## TASK PROMPT
Write the data out again, exactly as given.

[BEGIN]

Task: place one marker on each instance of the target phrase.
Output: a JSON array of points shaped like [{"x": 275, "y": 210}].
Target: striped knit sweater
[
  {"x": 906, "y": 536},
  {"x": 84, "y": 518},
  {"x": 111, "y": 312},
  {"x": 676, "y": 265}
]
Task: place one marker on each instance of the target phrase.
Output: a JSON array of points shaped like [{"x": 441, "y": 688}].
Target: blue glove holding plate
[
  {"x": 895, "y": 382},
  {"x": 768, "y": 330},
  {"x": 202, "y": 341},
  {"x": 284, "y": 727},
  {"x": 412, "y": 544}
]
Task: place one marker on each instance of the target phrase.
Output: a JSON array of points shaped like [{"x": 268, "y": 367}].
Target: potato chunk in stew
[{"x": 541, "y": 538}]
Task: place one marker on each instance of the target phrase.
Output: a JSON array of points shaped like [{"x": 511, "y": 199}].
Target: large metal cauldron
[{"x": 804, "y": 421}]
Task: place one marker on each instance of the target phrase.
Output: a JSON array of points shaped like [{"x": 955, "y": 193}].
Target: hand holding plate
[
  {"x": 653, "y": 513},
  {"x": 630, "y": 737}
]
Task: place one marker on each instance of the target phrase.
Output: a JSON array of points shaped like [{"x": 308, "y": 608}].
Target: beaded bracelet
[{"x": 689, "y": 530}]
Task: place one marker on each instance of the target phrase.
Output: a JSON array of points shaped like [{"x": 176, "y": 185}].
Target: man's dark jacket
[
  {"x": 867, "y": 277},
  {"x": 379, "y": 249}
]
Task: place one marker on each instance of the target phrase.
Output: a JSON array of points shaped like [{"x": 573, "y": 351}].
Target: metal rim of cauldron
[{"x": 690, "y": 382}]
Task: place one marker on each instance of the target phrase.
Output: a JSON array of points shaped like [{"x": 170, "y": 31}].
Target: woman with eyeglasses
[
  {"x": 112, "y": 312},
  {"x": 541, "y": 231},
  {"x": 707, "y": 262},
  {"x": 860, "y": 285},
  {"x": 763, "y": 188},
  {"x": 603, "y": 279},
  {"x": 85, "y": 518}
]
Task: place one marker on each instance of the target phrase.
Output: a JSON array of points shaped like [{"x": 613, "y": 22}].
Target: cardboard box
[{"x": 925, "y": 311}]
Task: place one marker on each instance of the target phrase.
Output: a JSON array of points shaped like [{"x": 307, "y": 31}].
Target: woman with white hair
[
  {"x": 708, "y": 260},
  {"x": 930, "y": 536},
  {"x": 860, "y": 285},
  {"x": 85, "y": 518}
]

[END]

## THE ANSWER
Task: place one marker on each instance of the target phrase.
Output: a JSON array of points shaped like [{"x": 275, "y": 210}].
Target: striped knit sweater
[
  {"x": 906, "y": 536},
  {"x": 84, "y": 518},
  {"x": 111, "y": 312},
  {"x": 676, "y": 265}
]
Task: place one marker on each instance of the target phrase.
Output: a JSON array of points shaped like [{"x": 441, "y": 688}].
Target: blue glove holding plate
[
  {"x": 895, "y": 382},
  {"x": 768, "y": 330},
  {"x": 202, "y": 341},
  {"x": 284, "y": 727},
  {"x": 412, "y": 544}
]
Task: place one marker on each instance of the target phrase.
Output: a JSON array of points shaped like [{"x": 268, "y": 367}].
Target: potato chunk in stew
[{"x": 541, "y": 538}]
Task: place one marker on each instance of the target phrase.
Output: a JSON array of points shaped like [{"x": 511, "y": 199}].
Target: large metal cauldron
[{"x": 804, "y": 421}]
Task: place one marker on each instance of the target phrase.
Output: a JSON array of points shaped like [{"x": 955, "y": 193}].
Target: hand holding plate
[
  {"x": 653, "y": 513},
  {"x": 630, "y": 737}
]
Task: place one marker on each instance of the target phrase.
Output: a JSON array of points shaped like [{"x": 308, "y": 608}].
Target: beaded bracelet
[{"x": 689, "y": 530}]
Task: place one marker on each instance of the target phrase.
Output: a JSON array of points shaped like [{"x": 176, "y": 185}].
Target: man's dark jacket
[
  {"x": 867, "y": 277},
  {"x": 379, "y": 249}
]
Task: place one marker on each instance of the target phrase.
Output: a JSON array of points shaped like [{"x": 573, "y": 351}].
Target: metal rim of cauldron
[{"x": 690, "y": 382}]
Task: place one marker on each instance of the target phrase.
Output: a JSON array of points shaped like [{"x": 170, "y": 31}].
Target: woman with eyeglasses
[
  {"x": 112, "y": 312},
  {"x": 541, "y": 231},
  {"x": 707, "y": 262},
  {"x": 860, "y": 285},
  {"x": 763, "y": 188},
  {"x": 603, "y": 279},
  {"x": 85, "y": 518}
]
Task: place one marker on each instance of the target phrase.
Output: a JSON array of points shaped like [{"x": 613, "y": 22}].
Target: cardboard box
[{"x": 925, "y": 311}]
Task: place one marker on each instance of the target phrase.
Output: a JSON array of points shaped like [{"x": 307, "y": 31}].
Target: woman with white hair
[
  {"x": 708, "y": 260},
  {"x": 930, "y": 536},
  {"x": 860, "y": 285},
  {"x": 85, "y": 518}
]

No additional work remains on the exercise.